:: Work instructions ::
Could you copy every line from the material below in which "sample" appears?
[Material for this task — start]
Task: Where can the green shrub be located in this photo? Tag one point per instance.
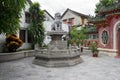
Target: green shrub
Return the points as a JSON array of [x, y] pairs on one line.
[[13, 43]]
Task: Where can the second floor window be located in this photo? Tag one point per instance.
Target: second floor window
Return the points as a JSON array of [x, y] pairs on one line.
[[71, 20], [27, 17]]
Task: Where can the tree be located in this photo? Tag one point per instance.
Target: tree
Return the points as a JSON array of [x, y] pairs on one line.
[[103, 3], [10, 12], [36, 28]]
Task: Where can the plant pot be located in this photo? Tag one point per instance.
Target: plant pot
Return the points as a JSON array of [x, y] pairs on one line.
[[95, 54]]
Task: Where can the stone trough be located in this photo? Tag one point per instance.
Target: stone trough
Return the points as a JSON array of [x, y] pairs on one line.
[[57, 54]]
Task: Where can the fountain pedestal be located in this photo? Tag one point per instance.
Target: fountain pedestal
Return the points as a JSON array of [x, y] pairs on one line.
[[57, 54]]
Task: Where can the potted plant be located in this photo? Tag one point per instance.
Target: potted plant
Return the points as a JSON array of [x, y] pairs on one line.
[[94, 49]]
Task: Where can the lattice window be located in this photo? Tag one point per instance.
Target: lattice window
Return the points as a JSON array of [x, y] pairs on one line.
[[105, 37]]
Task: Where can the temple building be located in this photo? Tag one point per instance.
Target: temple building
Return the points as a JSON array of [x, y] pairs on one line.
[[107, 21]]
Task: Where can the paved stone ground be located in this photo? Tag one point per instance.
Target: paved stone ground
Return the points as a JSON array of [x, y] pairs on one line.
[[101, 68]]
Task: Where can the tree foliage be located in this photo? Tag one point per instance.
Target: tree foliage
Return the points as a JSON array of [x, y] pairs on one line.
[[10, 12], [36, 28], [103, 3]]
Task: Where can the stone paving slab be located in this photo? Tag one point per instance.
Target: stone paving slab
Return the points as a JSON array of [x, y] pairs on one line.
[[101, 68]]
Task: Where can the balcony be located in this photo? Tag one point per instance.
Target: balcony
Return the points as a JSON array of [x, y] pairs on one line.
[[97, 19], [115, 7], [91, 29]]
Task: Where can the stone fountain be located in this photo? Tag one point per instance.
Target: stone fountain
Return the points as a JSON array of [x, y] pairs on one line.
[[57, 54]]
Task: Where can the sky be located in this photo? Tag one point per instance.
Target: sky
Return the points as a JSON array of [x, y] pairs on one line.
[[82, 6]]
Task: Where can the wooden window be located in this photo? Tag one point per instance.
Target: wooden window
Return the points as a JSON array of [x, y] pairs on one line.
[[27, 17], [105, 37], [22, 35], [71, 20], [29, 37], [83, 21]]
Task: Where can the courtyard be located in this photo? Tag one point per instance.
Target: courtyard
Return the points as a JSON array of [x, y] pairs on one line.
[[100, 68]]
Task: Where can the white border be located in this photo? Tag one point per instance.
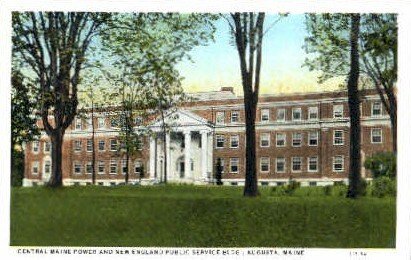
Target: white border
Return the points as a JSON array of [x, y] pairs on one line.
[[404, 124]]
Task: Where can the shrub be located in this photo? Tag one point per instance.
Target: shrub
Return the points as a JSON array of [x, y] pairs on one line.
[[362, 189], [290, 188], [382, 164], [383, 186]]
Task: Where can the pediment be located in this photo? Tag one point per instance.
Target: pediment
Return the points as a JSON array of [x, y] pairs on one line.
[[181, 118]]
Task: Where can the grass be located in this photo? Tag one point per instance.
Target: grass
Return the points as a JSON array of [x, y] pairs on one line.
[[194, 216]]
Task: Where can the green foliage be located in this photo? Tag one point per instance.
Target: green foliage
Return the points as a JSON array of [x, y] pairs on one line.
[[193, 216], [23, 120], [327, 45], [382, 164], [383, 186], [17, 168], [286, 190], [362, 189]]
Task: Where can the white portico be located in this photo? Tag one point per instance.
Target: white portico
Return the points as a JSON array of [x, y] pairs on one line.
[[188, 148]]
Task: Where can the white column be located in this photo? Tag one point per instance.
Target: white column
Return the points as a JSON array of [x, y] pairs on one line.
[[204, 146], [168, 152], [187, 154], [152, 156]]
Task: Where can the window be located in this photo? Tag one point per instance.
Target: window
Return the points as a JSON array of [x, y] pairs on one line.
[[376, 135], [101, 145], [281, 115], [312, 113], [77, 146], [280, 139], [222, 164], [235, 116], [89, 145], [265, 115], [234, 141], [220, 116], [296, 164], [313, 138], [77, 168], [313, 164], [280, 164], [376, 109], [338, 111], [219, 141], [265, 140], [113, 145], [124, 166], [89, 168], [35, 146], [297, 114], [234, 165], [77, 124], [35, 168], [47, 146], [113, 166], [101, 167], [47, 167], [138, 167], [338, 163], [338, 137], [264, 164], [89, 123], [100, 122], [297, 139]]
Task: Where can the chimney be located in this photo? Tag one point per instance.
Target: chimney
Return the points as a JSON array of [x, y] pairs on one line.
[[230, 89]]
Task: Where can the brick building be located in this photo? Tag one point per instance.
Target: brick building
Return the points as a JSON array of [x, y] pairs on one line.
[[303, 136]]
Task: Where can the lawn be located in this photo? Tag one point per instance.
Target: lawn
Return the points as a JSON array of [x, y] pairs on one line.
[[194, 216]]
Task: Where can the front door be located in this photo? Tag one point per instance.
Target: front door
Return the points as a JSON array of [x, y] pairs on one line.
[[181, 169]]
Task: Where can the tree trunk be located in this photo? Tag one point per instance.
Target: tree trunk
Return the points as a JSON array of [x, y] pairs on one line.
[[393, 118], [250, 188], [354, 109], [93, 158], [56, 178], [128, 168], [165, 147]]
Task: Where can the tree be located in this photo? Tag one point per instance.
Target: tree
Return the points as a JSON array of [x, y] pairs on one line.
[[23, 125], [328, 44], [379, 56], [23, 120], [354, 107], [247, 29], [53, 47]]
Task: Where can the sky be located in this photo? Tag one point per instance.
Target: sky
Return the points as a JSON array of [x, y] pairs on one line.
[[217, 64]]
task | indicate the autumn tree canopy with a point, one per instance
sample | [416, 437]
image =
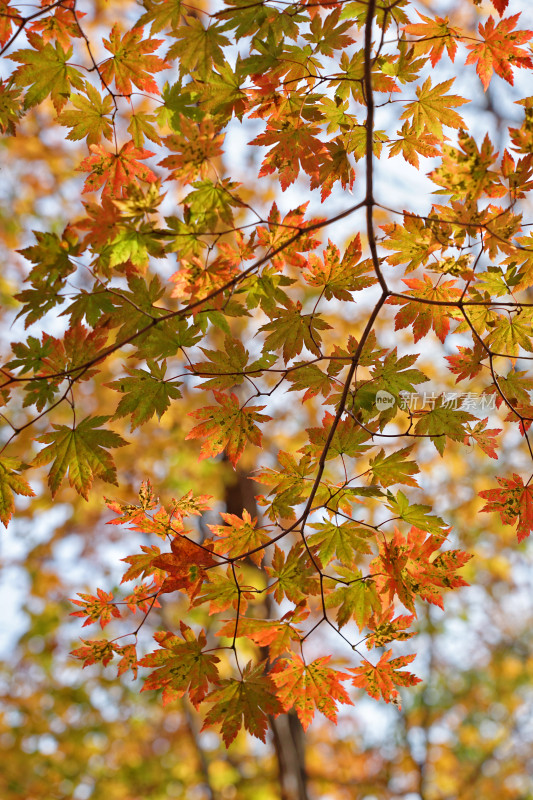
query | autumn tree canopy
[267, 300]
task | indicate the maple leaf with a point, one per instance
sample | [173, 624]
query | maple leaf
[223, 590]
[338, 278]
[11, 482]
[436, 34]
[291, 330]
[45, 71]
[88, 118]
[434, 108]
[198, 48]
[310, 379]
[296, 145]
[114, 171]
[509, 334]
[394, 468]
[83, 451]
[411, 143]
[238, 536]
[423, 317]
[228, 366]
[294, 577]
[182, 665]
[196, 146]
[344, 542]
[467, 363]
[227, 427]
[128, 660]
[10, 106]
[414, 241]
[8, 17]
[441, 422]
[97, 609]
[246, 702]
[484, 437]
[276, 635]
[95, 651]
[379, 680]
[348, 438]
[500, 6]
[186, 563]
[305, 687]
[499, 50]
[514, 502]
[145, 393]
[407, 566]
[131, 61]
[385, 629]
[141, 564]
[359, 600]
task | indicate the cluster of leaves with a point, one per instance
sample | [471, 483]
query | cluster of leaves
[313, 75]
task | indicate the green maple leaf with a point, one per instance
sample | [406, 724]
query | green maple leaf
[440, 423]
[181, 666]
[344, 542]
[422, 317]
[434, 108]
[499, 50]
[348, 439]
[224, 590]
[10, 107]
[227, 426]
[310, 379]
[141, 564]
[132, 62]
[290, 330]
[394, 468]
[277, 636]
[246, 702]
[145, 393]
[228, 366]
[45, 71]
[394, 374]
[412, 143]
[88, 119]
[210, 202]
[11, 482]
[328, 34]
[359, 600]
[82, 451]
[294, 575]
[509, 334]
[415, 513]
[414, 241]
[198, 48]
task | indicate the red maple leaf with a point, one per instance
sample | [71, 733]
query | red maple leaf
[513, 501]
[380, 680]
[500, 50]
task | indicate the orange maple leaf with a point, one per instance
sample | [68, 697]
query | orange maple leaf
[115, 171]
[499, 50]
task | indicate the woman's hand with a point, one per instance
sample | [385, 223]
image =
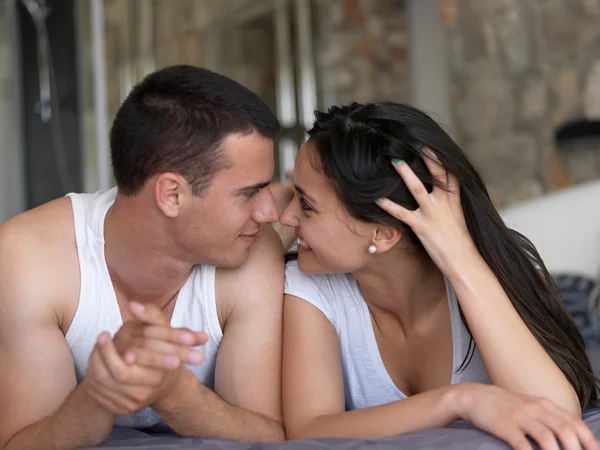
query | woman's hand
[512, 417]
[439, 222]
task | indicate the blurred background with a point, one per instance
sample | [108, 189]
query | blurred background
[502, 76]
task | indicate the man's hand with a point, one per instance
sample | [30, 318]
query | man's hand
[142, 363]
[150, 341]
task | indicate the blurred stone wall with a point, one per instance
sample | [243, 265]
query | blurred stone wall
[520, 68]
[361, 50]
[Material for this task — finish]
:: Task solution ::
sample | [416, 437]
sample | [173, 624]
sample | [471, 483]
sample | [406, 724]
sample | [71, 733]
sample | [68, 697]
sample | [385, 223]
sample | [108, 189]
sample | [30, 318]
sample | [243, 265]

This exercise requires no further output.